TO DO: Write the entries out again exactly as they stand, but without the pictures.

===== DATA FOR THIS EXERCISE =====

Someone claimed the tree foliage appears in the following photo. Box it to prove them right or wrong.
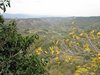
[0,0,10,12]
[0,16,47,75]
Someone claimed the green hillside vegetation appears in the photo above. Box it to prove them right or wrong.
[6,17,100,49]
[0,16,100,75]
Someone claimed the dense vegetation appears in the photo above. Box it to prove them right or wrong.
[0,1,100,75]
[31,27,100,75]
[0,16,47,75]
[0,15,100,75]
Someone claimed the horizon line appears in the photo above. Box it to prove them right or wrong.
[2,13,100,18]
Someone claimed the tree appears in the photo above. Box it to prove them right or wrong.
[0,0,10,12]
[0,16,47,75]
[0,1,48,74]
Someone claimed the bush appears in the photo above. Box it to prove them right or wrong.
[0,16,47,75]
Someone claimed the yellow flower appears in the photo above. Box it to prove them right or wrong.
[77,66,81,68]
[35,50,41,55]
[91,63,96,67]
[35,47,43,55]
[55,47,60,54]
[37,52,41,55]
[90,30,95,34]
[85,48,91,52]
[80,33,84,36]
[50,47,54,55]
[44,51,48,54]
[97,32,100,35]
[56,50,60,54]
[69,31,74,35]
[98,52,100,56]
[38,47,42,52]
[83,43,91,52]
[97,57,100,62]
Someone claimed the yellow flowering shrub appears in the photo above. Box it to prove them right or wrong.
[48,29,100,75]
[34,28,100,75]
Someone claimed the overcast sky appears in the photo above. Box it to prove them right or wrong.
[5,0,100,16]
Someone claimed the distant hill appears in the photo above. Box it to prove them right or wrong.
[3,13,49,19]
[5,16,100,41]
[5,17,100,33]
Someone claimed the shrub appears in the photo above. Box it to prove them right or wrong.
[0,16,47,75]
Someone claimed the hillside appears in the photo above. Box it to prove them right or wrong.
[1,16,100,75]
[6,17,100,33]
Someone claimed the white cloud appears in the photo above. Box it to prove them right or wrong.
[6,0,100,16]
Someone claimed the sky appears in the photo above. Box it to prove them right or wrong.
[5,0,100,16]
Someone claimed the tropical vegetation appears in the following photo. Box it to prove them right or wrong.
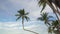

=====

ANSWER BOX:
Someone claimed the tree foliage appears in the following photo. Box it to prove them right or wrong.
[0,0,10,12]
[0,16,47,75]
Someone claimed the green hillside vegetation appears in the photo above. Box it to prove them right or wrong.
[6,17,100,49]
[0,16,100,75]
Someone claimed the dense vegetation appears in the photo above. Box it to prove them right or wrong.
[0,1,100,75]
[31,27,100,75]
[0,16,47,75]
[0,15,100,75]
Someone claimed the horizon line appears in the photo above. Box it to prove them right or wrong.
[2,13,100,18]
Someone claimed the tree appears in the photo above. Box it to prove them right or wrong.
[0,0,10,12]
[0,16,47,75]
[0,1,48,74]
Someone claimed the bush appears in the photo above. Box it to prove them right or wrong.
[0,16,47,75]
Someone claimed the yellow flower appears in the photo above. Box it to prove them right or wrong.
[77,66,81,68]
[35,50,41,55]
[91,63,96,67]
[35,47,43,55]
[55,47,60,54]
[37,52,41,55]
[90,30,95,34]
[85,48,91,52]
[80,33,84,36]
[50,47,54,55]
[44,51,48,54]
[97,32,100,35]
[56,50,60,54]
[69,31,74,35]
[98,52,100,56]
[38,47,42,52]
[83,43,91,52]
[97,57,100,62]
Someone claimed the yellow flowering shrub appears in the photo above. Box it to prove them right or wrong.
[48,29,100,75]
[34,28,100,75]
Someone claimed the overcast sky appears in the photo above. Box it to prove them right or wrong.
[5,0,100,16]
Someone claimed the distant hill appears in the photo above. Box it to prove them right or wrong.
[3,13,49,19]
[5,16,100,41]
[5,17,100,33]
Someone claimed the shrub appears in the photo above. Box it to prove them right or wrong.
[0,16,47,75]
Someone claimed the hillside appears in the photo above. Box it to prove them right or wrong.
[1,16,100,75]
[6,17,100,33]
Someone claimed the white cloud appears in the photo above. Box it to prove them right or wrong.
[6,0,100,16]
Someone claimed the sky appears in the photo above. Box it to prove them right or wrong.
[5,0,100,16]
Someone claimed the tropical vegetation appears in the following photo. Box it to prove them right or wrong.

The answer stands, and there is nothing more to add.